AIM: Extract exactly the range of lines bounded by the line containing "Category: rocky outcrop" and the final line of the listing, both ends included, and no other lines.

MATERIAL SUPPLIED:
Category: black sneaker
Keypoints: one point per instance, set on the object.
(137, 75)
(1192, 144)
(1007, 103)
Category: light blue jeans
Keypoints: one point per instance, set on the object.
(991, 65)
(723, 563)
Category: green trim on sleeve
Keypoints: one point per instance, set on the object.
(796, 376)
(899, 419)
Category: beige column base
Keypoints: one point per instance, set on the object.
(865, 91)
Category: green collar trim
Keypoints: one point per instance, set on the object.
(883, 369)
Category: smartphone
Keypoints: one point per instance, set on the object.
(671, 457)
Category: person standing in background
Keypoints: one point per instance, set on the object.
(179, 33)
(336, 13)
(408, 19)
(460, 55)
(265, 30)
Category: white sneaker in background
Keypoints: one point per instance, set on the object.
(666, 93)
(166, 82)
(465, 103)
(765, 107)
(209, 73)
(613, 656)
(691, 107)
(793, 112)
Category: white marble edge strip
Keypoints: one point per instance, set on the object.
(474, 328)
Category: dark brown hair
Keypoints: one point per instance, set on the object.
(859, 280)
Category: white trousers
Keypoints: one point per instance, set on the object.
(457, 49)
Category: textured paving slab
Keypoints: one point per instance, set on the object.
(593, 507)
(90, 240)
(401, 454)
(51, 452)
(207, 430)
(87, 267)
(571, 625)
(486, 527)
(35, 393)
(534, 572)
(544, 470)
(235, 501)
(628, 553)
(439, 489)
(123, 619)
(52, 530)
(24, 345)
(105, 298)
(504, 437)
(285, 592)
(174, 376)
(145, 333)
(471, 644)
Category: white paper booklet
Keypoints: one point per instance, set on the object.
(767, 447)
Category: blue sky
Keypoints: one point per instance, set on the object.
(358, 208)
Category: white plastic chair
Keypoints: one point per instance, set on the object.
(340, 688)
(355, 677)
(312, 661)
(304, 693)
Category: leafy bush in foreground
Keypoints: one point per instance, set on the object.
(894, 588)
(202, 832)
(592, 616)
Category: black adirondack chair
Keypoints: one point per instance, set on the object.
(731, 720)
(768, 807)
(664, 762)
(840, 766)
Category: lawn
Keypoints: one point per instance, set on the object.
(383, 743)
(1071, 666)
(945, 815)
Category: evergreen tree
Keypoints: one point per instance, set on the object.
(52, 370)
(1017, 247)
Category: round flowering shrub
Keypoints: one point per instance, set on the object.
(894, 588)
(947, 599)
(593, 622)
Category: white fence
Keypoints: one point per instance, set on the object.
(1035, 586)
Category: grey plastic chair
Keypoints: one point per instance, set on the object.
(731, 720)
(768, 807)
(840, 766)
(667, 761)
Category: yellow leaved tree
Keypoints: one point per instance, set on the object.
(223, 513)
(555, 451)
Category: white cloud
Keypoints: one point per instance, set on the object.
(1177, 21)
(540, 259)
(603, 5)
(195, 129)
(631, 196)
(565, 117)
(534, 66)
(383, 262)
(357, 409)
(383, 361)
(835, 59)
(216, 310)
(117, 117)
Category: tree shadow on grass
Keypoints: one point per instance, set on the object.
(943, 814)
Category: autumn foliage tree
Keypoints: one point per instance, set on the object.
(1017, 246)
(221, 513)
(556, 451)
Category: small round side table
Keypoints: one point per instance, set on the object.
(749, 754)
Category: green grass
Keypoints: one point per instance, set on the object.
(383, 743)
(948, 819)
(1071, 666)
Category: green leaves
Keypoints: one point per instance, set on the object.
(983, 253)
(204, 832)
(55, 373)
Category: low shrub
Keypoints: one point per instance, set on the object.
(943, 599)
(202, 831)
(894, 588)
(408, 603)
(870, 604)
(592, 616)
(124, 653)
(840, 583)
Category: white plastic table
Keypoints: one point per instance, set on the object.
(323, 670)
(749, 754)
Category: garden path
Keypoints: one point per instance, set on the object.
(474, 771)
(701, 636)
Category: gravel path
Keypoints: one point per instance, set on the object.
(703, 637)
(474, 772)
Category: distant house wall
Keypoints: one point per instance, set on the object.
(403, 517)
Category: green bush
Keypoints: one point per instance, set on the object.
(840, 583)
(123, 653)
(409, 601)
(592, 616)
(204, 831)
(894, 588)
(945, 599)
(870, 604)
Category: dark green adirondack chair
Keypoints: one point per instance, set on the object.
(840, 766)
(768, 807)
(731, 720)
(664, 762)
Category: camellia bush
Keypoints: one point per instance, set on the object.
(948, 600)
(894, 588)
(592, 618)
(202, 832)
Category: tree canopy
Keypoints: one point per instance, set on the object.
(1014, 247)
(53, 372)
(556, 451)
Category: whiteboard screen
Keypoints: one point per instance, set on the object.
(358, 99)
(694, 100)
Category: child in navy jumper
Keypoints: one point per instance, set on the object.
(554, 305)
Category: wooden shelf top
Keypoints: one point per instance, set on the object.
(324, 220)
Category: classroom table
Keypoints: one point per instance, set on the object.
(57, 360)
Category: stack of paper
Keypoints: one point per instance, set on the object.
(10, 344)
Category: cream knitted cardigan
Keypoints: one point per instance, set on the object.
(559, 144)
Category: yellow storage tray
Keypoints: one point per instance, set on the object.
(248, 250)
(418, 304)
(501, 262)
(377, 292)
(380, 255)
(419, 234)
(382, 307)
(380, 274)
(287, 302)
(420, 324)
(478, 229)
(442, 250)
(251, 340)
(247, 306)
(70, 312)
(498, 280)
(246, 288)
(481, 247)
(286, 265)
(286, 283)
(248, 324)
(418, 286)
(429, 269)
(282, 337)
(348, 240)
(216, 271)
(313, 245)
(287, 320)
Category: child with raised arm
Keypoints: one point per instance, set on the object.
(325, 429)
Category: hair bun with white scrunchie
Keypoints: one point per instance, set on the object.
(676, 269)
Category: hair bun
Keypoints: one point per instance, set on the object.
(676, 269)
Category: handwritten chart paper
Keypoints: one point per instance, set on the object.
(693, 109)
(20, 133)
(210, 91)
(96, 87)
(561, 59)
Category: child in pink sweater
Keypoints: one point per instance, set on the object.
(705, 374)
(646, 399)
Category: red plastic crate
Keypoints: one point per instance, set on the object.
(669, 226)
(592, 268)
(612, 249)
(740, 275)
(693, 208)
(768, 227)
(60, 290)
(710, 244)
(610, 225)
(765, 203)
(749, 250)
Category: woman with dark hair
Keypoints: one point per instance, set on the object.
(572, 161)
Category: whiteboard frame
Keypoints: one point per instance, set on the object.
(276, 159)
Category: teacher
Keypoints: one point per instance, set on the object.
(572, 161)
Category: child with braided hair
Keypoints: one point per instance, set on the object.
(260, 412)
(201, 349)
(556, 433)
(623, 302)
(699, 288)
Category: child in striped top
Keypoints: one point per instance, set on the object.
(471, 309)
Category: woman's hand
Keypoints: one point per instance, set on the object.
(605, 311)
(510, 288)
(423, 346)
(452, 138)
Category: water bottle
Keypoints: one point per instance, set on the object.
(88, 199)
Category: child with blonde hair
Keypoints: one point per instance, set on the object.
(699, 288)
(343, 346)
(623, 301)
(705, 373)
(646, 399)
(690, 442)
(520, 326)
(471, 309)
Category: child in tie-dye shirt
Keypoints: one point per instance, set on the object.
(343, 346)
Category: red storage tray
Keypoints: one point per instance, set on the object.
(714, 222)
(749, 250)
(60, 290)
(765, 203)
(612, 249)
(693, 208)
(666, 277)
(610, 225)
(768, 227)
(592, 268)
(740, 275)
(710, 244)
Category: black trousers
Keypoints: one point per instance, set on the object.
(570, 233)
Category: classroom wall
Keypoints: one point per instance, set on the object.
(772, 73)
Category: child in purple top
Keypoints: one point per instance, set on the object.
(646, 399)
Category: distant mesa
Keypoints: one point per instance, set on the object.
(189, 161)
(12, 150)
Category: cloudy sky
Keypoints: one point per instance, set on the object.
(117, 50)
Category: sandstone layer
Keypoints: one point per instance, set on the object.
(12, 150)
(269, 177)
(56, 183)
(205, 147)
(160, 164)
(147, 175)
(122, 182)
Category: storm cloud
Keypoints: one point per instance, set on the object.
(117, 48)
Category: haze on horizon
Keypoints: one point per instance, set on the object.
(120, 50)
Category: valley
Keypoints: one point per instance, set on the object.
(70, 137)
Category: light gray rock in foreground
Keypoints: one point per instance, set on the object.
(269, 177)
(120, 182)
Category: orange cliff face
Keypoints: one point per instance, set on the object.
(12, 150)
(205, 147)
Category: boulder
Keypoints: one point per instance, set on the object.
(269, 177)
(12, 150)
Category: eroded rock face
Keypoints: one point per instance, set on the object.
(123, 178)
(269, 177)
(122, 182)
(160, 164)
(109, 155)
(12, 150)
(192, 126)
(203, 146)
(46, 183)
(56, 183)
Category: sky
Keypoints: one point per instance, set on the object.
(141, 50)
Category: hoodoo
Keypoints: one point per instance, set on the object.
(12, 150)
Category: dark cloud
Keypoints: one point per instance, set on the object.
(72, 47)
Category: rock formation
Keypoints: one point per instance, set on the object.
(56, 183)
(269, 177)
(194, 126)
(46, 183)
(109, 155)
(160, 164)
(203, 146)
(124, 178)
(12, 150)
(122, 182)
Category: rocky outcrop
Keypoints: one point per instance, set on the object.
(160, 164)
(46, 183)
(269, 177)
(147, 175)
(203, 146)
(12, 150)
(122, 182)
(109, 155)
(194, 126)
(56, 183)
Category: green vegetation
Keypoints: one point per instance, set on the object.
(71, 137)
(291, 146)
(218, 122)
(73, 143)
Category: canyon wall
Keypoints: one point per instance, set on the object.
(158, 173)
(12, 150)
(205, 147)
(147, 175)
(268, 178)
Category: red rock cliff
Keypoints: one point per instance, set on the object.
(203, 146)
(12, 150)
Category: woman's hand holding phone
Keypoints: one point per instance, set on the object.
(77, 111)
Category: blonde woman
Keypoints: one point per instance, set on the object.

THE RESPONSE:
Category: rocky outcrop
Keypoints: one point per instance, set on the object.
(160, 164)
(46, 183)
(269, 177)
(147, 175)
(203, 146)
(12, 150)
(122, 182)
(109, 155)
(194, 126)
(56, 183)
Category: green vegetation
Keypoints: one point per instance, set on the object.
(71, 137)
(291, 146)
(218, 122)
(73, 143)
Category: canyon wall
Keypoints: one point per instance, set on the object.
(158, 173)
(12, 150)
(205, 147)
(147, 175)
(268, 178)
Category: red rock cliff
Keypoints: one point per instance, set on the object.
(203, 146)
(12, 150)
Category: woman's hand holding phone
Keypoints: one point per instance, set on the object.
(77, 111)
Category: blonde woman
Keypoints: one point per instance, set on the object.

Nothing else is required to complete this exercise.